* RECORDS PROVIDED *
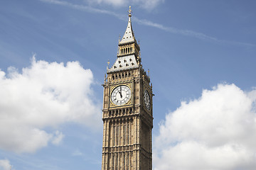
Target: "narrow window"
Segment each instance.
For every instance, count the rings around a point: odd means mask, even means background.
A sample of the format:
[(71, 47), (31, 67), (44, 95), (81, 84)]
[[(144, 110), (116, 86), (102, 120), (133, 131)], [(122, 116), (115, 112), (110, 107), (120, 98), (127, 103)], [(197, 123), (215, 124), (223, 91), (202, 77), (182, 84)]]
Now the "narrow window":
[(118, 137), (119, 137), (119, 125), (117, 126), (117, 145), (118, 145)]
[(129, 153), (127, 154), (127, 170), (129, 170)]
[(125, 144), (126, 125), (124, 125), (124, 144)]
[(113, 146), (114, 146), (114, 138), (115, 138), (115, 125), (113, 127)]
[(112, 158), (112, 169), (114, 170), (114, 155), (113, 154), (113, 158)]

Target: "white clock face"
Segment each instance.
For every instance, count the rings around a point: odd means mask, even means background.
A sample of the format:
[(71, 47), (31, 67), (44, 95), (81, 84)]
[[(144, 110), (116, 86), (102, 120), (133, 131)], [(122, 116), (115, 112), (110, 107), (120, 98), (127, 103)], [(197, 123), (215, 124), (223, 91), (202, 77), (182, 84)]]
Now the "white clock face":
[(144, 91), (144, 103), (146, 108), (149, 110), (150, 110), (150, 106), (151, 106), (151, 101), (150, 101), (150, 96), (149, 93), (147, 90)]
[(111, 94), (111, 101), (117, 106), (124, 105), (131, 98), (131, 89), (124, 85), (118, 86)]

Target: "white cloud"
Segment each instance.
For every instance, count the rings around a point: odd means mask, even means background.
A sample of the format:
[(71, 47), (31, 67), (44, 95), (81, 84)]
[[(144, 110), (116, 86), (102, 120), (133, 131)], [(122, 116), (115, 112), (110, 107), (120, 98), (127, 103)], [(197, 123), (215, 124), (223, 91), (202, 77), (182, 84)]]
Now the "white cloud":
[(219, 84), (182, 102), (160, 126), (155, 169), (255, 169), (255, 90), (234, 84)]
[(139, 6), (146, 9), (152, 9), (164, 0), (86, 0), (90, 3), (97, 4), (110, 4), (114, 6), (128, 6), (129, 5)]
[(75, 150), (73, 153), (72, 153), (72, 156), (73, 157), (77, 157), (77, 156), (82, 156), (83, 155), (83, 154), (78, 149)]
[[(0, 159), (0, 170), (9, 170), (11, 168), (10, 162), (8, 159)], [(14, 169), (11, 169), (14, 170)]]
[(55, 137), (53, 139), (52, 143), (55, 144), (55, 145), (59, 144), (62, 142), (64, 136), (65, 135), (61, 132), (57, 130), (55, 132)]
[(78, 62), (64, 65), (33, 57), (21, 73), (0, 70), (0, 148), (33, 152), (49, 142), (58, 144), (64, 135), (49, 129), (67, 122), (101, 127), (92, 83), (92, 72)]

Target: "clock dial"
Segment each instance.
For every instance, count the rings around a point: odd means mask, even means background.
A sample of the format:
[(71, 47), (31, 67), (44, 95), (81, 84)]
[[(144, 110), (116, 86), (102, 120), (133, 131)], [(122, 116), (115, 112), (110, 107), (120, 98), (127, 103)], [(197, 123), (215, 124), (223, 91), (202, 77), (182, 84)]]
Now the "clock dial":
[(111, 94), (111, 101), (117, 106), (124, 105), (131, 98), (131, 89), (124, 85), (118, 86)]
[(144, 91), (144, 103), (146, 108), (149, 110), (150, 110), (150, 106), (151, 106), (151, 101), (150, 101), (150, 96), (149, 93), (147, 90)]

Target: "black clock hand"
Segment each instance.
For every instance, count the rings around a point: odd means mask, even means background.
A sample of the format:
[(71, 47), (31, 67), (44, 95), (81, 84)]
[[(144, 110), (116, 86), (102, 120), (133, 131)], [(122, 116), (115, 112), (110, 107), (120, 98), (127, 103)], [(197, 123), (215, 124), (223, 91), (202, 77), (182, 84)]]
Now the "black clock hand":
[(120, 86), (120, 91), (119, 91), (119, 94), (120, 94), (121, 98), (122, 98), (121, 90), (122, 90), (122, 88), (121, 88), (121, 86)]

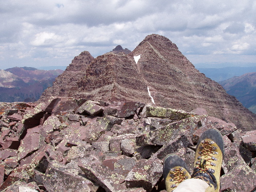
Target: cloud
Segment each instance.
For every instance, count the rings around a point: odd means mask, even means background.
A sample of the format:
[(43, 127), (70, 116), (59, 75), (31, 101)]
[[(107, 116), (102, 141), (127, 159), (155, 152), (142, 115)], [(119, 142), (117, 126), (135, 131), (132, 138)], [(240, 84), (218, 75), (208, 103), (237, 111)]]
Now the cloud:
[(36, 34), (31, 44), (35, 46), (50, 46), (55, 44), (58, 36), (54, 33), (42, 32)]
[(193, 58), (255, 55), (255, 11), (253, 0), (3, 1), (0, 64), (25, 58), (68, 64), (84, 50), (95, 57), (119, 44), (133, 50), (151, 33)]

* WORK TO COMPLETE *
Write out the material above once more, exactly as it reads, with no pictures.

* ANSWER TO THIS EXERCISE *
Target: "narrow window"
Segment each instance.
For every instance, count the rings around a point: odd means mask, even means background.
A sample of the format:
[(71, 47), (31, 67), (44, 95), (81, 84)]
[[(144, 110), (116, 86), (102, 120), (133, 131)], [(122, 116), (115, 112), (110, 107), (120, 98), (127, 103)], [(197, 123), (215, 124), (223, 91), (202, 77), (182, 84)]]
Now the "narrow window":
[(118, 137), (119, 137), (119, 125), (117, 126), (117, 145), (118, 145)]
[(129, 153), (127, 154), (127, 170), (129, 170)]
[(125, 144), (126, 125), (124, 125), (124, 144)]
[(113, 146), (114, 146), (114, 138), (115, 138), (115, 125), (113, 127)]
[(112, 158), (112, 169), (114, 170), (114, 155), (113, 154), (113, 158)]

Target: "white clock face"
Segment each instance.
For every instance, count the rings around a point: odd means mask, even means background.
A sample of the format:
[(71, 47), (31, 67), (44, 95), (81, 84)]
[[(144, 110), (116, 86), (102, 120), (133, 131)], [(122, 116), (115, 112), (110, 107), (120, 98), (127, 103)], [(197, 123), (215, 124), (223, 91), (202, 77), (182, 84)]]
Now the "white clock face":
[(144, 91), (144, 103), (146, 108), (149, 110), (150, 110), (150, 106), (151, 106), (151, 101), (150, 101), (150, 96), (149, 93), (147, 90)]
[(111, 94), (111, 101), (117, 106), (124, 105), (131, 98), (131, 89), (124, 85), (118, 86)]

Target: "white cloud"
Segment each instance.
For every instance, count the rings around a point: odd means mask, even means background.
A sample of the format:
[(71, 47), (31, 67), (44, 95), (81, 84)]
[[(144, 110), (116, 86), (102, 120), (133, 131)], [(122, 116), (115, 112), (110, 107), (120, 98), (127, 103)], [(197, 123), (215, 124), (223, 91), (202, 77), (182, 84)]]
Now the "white cloud":
[(219, 84), (182, 102), (160, 126), (155, 169), (255, 169), (255, 90), (234, 84)]
[(139, 6), (146, 9), (152, 9), (164, 0), (86, 0), (90, 3), (97, 4), (110, 4), (114, 6), (128, 6), (129, 5)]
[(75, 150), (73, 153), (72, 153), (72, 156), (73, 157), (77, 157), (77, 156), (82, 156), (83, 155), (83, 154), (78, 149)]
[[(0, 159), (0, 170), (9, 170), (11, 168), (10, 162), (8, 159)], [(14, 169), (11, 169), (14, 170)]]
[(55, 137), (53, 139), (52, 143), (55, 144), (55, 145), (59, 144), (62, 142), (64, 136), (65, 135), (61, 132), (57, 130), (55, 132)]
[(78, 62), (64, 65), (33, 57), (21, 73), (0, 70), (0, 148), (33, 152), (49, 142), (58, 144), (64, 135), (49, 129), (67, 122), (101, 127), (92, 83), (92, 72)]

Target: "clock dial"
Segment each instance.
For every instance, count the rings around a point: odd means mask, even means background.
A sample of the format:
[(71, 47), (31, 67), (44, 95), (81, 84)]
[[(144, 110), (116, 86), (102, 120), (133, 131)], [(122, 116), (115, 112), (110, 107), (120, 98), (127, 103)], [(197, 123), (215, 124), (223, 91), (202, 77), (182, 84)]]
Now the "clock dial":
[(111, 94), (111, 101), (117, 106), (124, 105), (131, 98), (131, 89), (124, 85), (118, 86)]
[(144, 91), (144, 103), (146, 108), (149, 110), (150, 110), (150, 106), (151, 106), (151, 101), (150, 101), (150, 96), (149, 93), (147, 90)]

Target: "black clock hand"
Segment each instance.
For every instance, count the rings around a point: odd means mask, even means background.
A sample of the format:
[(71, 47), (31, 67), (44, 95), (81, 84)]
[[(144, 110), (116, 86), (102, 120), (133, 131)], [(122, 116), (115, 112), (110, 107), (120, 98), (127, 103)], [(197, 123), (215, 124), (223, 91), (202, 77), (182, 84)]]
Now the "black clock hand":
[(120, 86), (120, 91), (119, 91), (119, 94), (120, 94), (121, 98), (122, 98), (121, 90), (122, 90), (122, 88), (121, 88), (121, 86)]

Target: cloud
Segment each instance.
For every instance, count the rings around a point: odd means mask, even means background.
A sample of the format:
[(43, 127), (70, 116), (59, 75), (31, 101)]
[[(107, 116), (102, 141), (127, 159), (155, 152), (142, 115)], [(119, 142), (117, 126), (135, 131), (132, 138)], [(240, 84), (218, 75), (208, 103), (237, 111)]]
Now the cloud:
[(36, 34), (31, 44), (35, 46), (50, 46), (55, 44), (58, 36), (54, 33), (42, 32)]
[(193, 58), (255, 55), (255, 11), (253, 0), (3, 1), (0, 64), (25, 58), (68, 64), (84, 50), (95, 57), (119, 44), (133, 50), (151, 33)]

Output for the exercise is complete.